Текст:

Кризис способен стать серьезным врагом действующей политической системы. Если власть не сможет быстро выйти на траекторию роста и улучшения благосостояния населения, у нее возникнут проблемы. Оппозиции нужно подойти к этому моменту подготовленной, утверждает директор Института энергетической политики и участник Объединенного демократического движения «Солидарность» Владимир Милов.
Экономические трудности и вызываемый ими общественный резонанс становятся не только экзаменом для действующих властей на профпригодность, но и проверкой общественных элит на способность генерировать рецепты преодоления проблем.
Макроэкономика
– Владимир Станиславович, как вы оцениваете антикризисную политику правительства?
– Я не понимаю ее логики. Основной упор был сделан на поддержке банковской системы. И то, что нам удалось избежать ее краха, объявляется главным достижением. Но зачем было ее спасать, если она совершенно не обеспечивает реальному сектору доступа к кредитам?

Что сделать:
• 1. Выпишите из текста об антикризисной политике все названия организаций и имена людей.
• 2. Напишите продолжение текста об антикризисной политике, начиная сразу после его последней фразы.

Собранные данные:
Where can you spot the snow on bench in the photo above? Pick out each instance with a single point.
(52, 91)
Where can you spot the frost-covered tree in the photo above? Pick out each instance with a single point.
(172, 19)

Ответы по порядку:
• 1. Владимир Милов (в вопросе к нему — Владимир Станиславович); Институт энергетической политики; Объединенное демократическое движение «Солидарность».

• 2.
Сложность в том, что ситуация в разных странах разная, нет никакого примера правильной антикризисной модели, шаги приходится нащупывать. Я не сторонник апеллировать к китайскому опыту без оглядки, но там власти приняли серьезные меры по поддержке и потребительского рынка, и реального сектора. Они попытались создать в противовес глобальным кризисным процессам свой локальный кредитный бум. В нашей стране ничего подобного нет. При этом не забывайте, что нас ждет вторая волна кризиса: население все еще проедает сбережения, но они скоро кончатся. Кроме того, мы столкнемся с фактором обвального снижения покупательной способности и доходов населения в связи с отложенной безработицей: сейчас все это скрывается за задержками зарплаты, за неполной рабочей неделей. Многие предприятия планируют на осень крупные увольнения. А государственная поддержка между тем идет в банковский сектор и на узкий круг неэффективных госпредприятий, а населению не транслируется вовсе.
– Но правительство пытается заставить ВТБ и Сбербанк увеличивать объемы кредитования.
– Именно заставить. Антикризисный план Путина четко подразделяется на блоки мер. Из них примерно четверть предназначена для выделения кредитов каким-то эксклюзивным группам предприятий в режиме ручного управления: по сути мы признаем, что не можем обеспечить работоспособность кредитного рынка и будем давать кредиты тем, кому сочтем нужным. Но авторитаризмом экономику не оживить.
– А как оживить?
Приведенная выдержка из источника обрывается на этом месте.